REQUIREMENTS -
Copy the items from the line containing "Place one pin on each instance of the bowl" through the last line of the items, both included, and rescale each x and y coordinate in the answer points by multiplying it by 0.4 and rounding to a whole number, with halves rounded up. Leave the requests unchanged.
[begin RECORDS FOR PROCESSING]
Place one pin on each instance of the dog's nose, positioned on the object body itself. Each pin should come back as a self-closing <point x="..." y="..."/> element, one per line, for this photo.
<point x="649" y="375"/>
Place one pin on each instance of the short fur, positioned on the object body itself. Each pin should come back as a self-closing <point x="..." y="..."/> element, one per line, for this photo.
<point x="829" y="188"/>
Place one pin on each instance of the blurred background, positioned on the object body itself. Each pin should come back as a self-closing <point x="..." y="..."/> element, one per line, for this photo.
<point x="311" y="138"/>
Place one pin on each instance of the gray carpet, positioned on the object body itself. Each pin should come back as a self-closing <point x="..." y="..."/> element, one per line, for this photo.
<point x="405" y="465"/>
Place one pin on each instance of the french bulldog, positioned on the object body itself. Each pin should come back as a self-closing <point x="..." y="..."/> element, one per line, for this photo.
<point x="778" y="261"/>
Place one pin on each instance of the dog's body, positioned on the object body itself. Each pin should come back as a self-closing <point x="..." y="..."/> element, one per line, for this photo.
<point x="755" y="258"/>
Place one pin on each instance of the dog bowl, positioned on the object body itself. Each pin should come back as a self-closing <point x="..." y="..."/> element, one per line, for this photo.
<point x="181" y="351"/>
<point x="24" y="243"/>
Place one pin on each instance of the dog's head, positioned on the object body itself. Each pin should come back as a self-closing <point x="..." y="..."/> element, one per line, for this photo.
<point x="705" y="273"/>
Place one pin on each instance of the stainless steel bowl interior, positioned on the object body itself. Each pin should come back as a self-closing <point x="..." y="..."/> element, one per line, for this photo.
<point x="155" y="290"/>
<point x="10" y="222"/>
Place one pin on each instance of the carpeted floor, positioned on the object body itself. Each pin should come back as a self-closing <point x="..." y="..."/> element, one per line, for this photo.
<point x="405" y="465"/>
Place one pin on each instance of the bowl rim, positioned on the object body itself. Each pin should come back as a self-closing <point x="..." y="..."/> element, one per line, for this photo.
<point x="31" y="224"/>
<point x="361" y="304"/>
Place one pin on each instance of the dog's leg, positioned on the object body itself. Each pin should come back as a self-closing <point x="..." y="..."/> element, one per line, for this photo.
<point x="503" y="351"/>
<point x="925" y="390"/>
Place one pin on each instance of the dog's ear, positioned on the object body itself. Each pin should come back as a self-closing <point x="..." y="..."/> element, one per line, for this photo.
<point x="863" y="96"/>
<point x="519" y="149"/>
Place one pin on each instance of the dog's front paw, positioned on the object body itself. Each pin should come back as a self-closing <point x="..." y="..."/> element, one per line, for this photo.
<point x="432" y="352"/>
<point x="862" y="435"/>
[end RECORDS FOR PROCESSING]
RESPONSE -
Place one pin on each instance of the bowl rim, positioned on the object body itself. Each pin should come back as a self-closing <point x="..." y="..."/> element, one per line, for this photo.
<point x="12" y="90"/>
<point x="144" y="122"/>
Place one pin on each instance of the dog's leg, positioned on the object body itself. Each pin should come back as a self-closing <point x="..." y="..."/> element, one per line, for this photo.
<point x="201" y="140"/>
<point x="370" y="156"/>
Place one pin on each instance of the dog's ear, positioned on the object body itself. Each pin should come back as a self-closing <point x="..." y="..."/> element, one per line, for this photo.
<point x="345" y="38"/>
<point x="208" y="60"/>
Place one pin on each instance of the dog's front paw, positioned on the object body itself. Each pin should come back as a self-closing <point x="..." y="..."/> element, one per line, for this photo.
<point x="173" y="141"/>
<point x="345" y="174"/>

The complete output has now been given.